Consignes:
• A. Selon la critique de l'album des National, qui est le chanteur du groupe ?
• B. Poursuivez la critique de l'album des National après sa dernière phrase.

Extrait du document:
------------------------------------------------

Toujours signés chez le mythique label 4AD, les rockeurs de l’Ohio se retrouvent autour d’un neuvième album à la beauté diaphane. Une véritable épiphanie.

C’est une affaire de famille qui roule depuis 2001. Ou plus précisément qui redémarre sur les chapeaux de roues. Autour de leur chanteur Matt Berninger, les frères Devendorf et Dessner retrouvent l’euphorie des grands jours avec First Two Pages of Frankenstein, un long format qui continue d’écrire la grande histoire des National, lancée par une première décennie brillante – faste aussi était celle du rock alternatif – avec des livraisons inspirées tous les deux ans (The National en 2001, Sad Song for Dirty Lovers en 2003, Alligator en 2005 et Boxer en 2007), avant une seconde moins créative, définitivement torpillée par la pandémie.

------------------------------------------------

(Entrées issues d'une source de données)

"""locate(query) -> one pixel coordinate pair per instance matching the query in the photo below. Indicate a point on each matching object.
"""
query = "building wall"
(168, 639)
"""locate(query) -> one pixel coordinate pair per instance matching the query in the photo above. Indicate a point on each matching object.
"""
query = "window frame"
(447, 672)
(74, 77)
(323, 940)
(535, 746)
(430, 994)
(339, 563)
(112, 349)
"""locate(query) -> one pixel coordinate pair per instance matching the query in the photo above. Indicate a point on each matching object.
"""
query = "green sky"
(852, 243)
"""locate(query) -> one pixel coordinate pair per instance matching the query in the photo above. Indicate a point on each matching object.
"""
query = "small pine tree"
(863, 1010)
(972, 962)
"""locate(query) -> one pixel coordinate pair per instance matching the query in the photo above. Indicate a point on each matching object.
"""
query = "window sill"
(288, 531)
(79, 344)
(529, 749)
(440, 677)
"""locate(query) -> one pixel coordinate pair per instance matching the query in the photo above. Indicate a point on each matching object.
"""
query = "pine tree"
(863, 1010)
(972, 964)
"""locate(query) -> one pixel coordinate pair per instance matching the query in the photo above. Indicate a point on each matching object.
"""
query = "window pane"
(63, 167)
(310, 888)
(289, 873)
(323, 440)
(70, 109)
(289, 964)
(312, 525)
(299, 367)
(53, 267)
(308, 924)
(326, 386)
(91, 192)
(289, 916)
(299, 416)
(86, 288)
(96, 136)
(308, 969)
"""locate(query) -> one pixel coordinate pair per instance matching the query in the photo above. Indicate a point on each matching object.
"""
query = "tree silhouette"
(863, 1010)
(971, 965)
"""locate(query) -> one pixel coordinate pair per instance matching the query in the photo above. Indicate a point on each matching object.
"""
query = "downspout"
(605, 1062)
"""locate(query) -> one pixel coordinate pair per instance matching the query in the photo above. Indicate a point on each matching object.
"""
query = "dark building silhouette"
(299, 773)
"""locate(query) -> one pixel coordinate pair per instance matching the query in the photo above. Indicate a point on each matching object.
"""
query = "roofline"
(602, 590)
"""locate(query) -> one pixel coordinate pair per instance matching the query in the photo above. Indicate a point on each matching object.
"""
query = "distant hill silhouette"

------------------------------------------------

Corrigé:
• A. Matt Berninger.

• B.
The National
The National © Josh Goleman

La crise du Covid a été un moment difficile pour le groupe. Après le dernier album du groupe, I Am Easy to Find (2019), suivi de près par son premier album solo Serpentine Prison, Berninger est tombé en dépression et dans un mutisme créatif profond. Impossible d’écrire une ligne pendant un an, plus par lassitude que par incapacité, de son propre aveu. “J’ai longtemps écrit de la musique triste et déprimante, mais […] je ne voulais plus écrire sur ce sujet. […] J’avais l’impression que tout était laid et dégoûtant et que toutes les pensées dans ma tête étaient petites, amères et effrayantes.”

Un blocage qui n’est pas loin de signer la fin du groupe de Cincinnati, dont les membres courent alors par monts et par vaux. Notamment Aaron Dessner, que tout le monde réclame, d’Ed Sheeran à Ben Howard, depuis qu’il a négocié d’une main de maître le virage folk de Taylor Swift, en produisant coup sur coup, en 2020, les deux albums de la chanteuse, Folklore et Evermore.On s’était déjà dit que les choses semblaient fragiles, mais je pense que cette fois-ci, c’était différent. C’était bien réel et je pense que c’était nécessaire. On avait besoin de laisser-aller et d’accepter que cela puisse se terminer”, résume son jumeau Bryce Dessner.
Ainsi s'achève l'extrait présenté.